WORK TASK: Retype the data that follows, keeping every character the same.

[Text-to-region grounding data]
■ ■ ■ ■ ■ ■ ■
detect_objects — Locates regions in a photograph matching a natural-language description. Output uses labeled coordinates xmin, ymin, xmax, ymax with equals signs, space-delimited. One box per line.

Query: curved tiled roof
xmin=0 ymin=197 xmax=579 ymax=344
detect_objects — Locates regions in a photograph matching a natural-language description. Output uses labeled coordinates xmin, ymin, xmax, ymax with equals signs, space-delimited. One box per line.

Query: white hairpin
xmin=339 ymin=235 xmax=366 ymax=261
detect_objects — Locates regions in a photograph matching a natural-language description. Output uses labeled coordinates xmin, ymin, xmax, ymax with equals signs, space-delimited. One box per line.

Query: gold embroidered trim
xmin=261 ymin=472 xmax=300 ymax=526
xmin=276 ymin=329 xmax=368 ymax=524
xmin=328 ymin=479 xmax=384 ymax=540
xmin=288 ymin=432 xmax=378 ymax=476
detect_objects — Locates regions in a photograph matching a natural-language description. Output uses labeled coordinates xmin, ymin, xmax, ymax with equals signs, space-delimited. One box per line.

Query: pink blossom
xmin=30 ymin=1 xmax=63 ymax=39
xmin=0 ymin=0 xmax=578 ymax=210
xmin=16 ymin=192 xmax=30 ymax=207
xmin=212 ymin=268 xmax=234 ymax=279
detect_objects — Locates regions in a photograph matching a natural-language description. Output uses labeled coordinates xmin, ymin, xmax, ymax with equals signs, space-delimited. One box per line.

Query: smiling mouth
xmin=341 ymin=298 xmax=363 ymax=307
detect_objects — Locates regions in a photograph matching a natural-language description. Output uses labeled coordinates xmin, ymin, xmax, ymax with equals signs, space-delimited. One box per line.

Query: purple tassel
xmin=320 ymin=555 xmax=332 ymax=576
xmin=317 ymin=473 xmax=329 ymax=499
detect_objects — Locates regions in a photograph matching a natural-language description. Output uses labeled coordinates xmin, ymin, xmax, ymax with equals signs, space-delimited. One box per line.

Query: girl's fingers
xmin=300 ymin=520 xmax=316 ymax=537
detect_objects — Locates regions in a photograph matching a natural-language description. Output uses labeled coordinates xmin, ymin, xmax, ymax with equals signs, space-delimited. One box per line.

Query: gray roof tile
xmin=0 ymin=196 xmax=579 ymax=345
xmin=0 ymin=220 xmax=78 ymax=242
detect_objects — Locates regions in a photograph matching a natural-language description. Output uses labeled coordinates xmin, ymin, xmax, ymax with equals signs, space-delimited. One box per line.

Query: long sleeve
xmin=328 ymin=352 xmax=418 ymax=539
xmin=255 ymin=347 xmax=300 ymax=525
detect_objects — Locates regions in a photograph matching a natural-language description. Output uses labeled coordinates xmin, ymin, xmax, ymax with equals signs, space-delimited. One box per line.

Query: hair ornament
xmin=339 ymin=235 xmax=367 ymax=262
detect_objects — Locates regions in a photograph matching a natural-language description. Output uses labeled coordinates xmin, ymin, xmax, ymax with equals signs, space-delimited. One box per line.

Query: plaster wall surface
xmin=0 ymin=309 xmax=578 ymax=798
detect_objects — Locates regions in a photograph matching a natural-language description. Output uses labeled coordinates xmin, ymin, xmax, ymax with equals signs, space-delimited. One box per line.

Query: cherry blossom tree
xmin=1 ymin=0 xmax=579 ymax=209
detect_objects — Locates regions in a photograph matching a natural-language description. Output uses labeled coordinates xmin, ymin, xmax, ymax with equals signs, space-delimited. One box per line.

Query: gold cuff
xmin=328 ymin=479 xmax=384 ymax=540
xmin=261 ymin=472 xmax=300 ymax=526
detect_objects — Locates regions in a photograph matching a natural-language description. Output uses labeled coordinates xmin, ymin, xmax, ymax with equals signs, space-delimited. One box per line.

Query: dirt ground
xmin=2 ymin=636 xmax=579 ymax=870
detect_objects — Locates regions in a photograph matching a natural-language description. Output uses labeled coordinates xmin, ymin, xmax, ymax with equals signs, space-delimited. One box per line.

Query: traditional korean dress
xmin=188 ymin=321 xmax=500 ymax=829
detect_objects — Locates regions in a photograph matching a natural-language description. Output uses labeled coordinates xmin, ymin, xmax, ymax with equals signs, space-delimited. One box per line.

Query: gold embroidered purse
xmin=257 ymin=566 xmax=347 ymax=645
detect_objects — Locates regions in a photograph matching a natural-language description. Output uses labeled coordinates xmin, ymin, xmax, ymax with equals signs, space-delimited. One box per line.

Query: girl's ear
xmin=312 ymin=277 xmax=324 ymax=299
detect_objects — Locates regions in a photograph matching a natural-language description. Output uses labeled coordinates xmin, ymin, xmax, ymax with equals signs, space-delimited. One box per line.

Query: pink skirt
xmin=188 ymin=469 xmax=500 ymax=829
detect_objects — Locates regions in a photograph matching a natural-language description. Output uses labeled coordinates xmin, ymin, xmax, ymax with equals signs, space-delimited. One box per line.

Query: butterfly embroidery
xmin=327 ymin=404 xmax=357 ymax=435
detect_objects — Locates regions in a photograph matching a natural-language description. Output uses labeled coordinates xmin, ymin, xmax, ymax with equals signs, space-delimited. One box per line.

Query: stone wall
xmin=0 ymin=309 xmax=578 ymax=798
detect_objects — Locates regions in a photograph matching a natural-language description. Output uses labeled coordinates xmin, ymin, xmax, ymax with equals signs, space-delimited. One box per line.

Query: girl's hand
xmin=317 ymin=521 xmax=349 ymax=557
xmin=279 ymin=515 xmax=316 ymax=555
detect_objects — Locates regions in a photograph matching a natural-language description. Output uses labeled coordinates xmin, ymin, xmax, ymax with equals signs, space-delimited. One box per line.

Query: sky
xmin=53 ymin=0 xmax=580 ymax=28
■ ■ ■ ■ ■ ■ ■
REPLY:
detect_objects — Locates regions in a photograph matching a natural-language description. Output uses labeled coordinates xmin, ymin, xmax, ymax with equals signs, space-delimited. One box per line.

Query: curved tiled roof
xmin=0 ymin=197 xmax=579 ymax=344
detect_objects — Locates regions in a photograph matching a natural-language description. Output uses labeled coordinates xmin, ymin, xmax, ymax with equals signs, space-delimited. One box per line.

Query: white hairpin
xmin=339 ymin=235 xmax=366 ymax=261
detect_objects — Locates regions in a photograph matching a natural-language description. Output uses labeled coordinates xmin, ymin, xmax, ymax with equals signs, space-delimited. One box per line.

Query: gold embroidered trim
xmin=261 ymin=472 xmax=300 ymax=526
xmin=276 ymin=329 xmax=368 ymax=524
xmin=328 ymin=479 xmax=384 ymax=540
xmin=288 ymin=432 xmax=378 ymax=476
detect_objects — Locates regions in a photograph matching a natural-language description. Output uses labeled coordinates xmin, ymin, xmax, ymax with equals signs, space-delimited. One box per line.

Query: pink blossom
xmin=30 ymin=1 xmax=63 ymax=39
xmin=0 ymin=0 xmax=578 ymax=210
xmin=16 ymin=192 xmax=30 ymax=207
xmin=212 ymin=268 xmax=234 ymax=279
detect_objects — Locates regions in a photograph matching a natural-language description. Output uses labeled coordinates xmin, ymin, xmax, ymax with equals signs, space-delimited. One box per line.

Query: smiling mouth
xmin=341 ymin=298 xmax=363 ymax=307
detect_objects — Locates regions in a photograph matching a natural-language description. Output uses labeled coordinates xmin, ymin, xmax, ymax with equals signs, space-delimited. One box per line.

Query: purple tassel
xmin=320 ymin=555 xmax=332 ymax=576
xmin=317 ymin=473 xmax=329 ymax=499
detect_objects — Locates regions in a photograph matching a natural-language description. Output uses labeled coordinates xmin, ymin, xmax, ymax with equals signs, space-delimited. One box per line.

Query: girl's fingers
xmin=300 ymin=520 xmax=316 ymax=537
detect_objects — Locates regions in a photograph matching a natural-language description. Output uses labeled coordinates xmin, ymin, xmax, ymax with equals signs, space-delimited. One box per line.

Query: gray roof tile
xmin=0 ymin=196 xmax=579 ymax=345
xmin=0 ymin=220 xmax=78 ymax=242
detect_objects — Locates regions in a photograph matching a natural-language description. Output uses labeled coordinates xmin, ymin, xmax, ymax with equals signs, space-delimited. One box per line.

Query: long sleeve
xmin=328 ymin=352 xmax=418 ymax=539
xmin=255 ymin=347 xmax=300 ymax=525
detect_objects — Locates regions in a photograph matching a natural-language description. Output uses labeled coordinates xmin, ymin, xmax, ymax with equals signs, space-delimited. One box per line.

Query: hair ornament
xmin=339 ymin=235 xmax=367 ymax=262
detect_objects — Locates regions in a photograph matching a natural-language description. Output uses labeled coordinates xmin, ymin, xmax, ymax with equals signs, space-delimited. One box per line.

Query: plaster wall surface
xmin=0 ymin=309 xmax=578 ymax=798
detect_objects — Locates regions in a photograph matching a natural-language description. Output uses labeled coordinates xmin, ymin, xmax, ymax with equals signs, space-delimited. One box per line.

Query: cherry blossom tree
xmin=1 ymin=0 xmax=579 ymax=209
detect_objects — Locates regions in a photograph matching a natural-language description. Output uses labeled coordinates xmin, ymin, xmax, ymax with equals signs, space-delimited. One box per line.

Query: gold cuff
xmin=328 ymin=479 xmax=384 ymax=540
xmin=261 ymin=472 xmax=300 ymax=526
detect_objects — Locates regions in a photograph matching a natural-language description. Output uses labeled coordinates xmin, ymin, xmax, ymax with equals signs, space-delimited. One box per line.

Query: dirt ground
xmin=2 ymin=636 xmax=579 ymax=870
detect_objects — Locates regions in a photograph matching a natural-language description. Output uses labeled coordinates xmin, ymin, xmax, ymax with equals signs, space-delimited. One box per line.

Query: traditional korean dress
xmin=188 ymin=321 xmax=500 ymax=829
detect_objects — Locates regions in a photograph matching a natural-language description. Output uses labeled coordinates xmin, ymin, xmax, ymax with equals signs, space-delimited. One box per line.

Query: gold embroidered purse
xmin=257 ymin=566 xmax=347 ymax=645
detect_objects — Locates regions in a photograph matching a natural-language description. Output uses labeled coordinates xmin, ymin, xmax, ymax with equals signs, space-delimited. One box per line.

Query: girl's ear
xmin=312 ymin=277 xmax=324 ymax=299
detect_objects — Locates regions in a photograph matching a natural-language description. Output uses labeled coordinates xmin, ymin, xmax, ymax with equals signs, space-delimited. One box per line.

Query: pink skirt
xmin=188 ymin=469 xmax=500 ymax=829
detect_objects — Locates regions in a photograph matching a natural-language description. Output uses labeled coordinates xmin, ymin, xmax, ymax with equals signs, space-delimited. One box per line.

Query: butterfly embroidery
xmin=327 ymin=404 xmax=357 ymax=435
detect_objects — Locates regions in a photograph matching a natural-language description. Output uses labeled coordinates xmin, ymin, xmax, ymax with equals signs, space-delimited. One box per line.

Query: stone wall
xmin=0 ymin=309 xmax=578 ymax=798
detect_objects — Locates regions in a photograph matching a natural-language description. Output uses labeled coordinates xmin, ymin, xmax, ymax with equals signs, space-delimited. One box per line.

Query: girl's hand
xmin=317 ymin=521 xmax=349 ymax=557
xmin=279 ymin=515 xmax=316 ymax=555
detect_objects — Locates regions in a photograph matching a natural-language description. Output uses labeled coordinates xmin, ymin, xmax, ymax with equals signs, space-delimited. One box per line.

Query: sky
xmin=53 ymin=0 xmax=580 ymax=28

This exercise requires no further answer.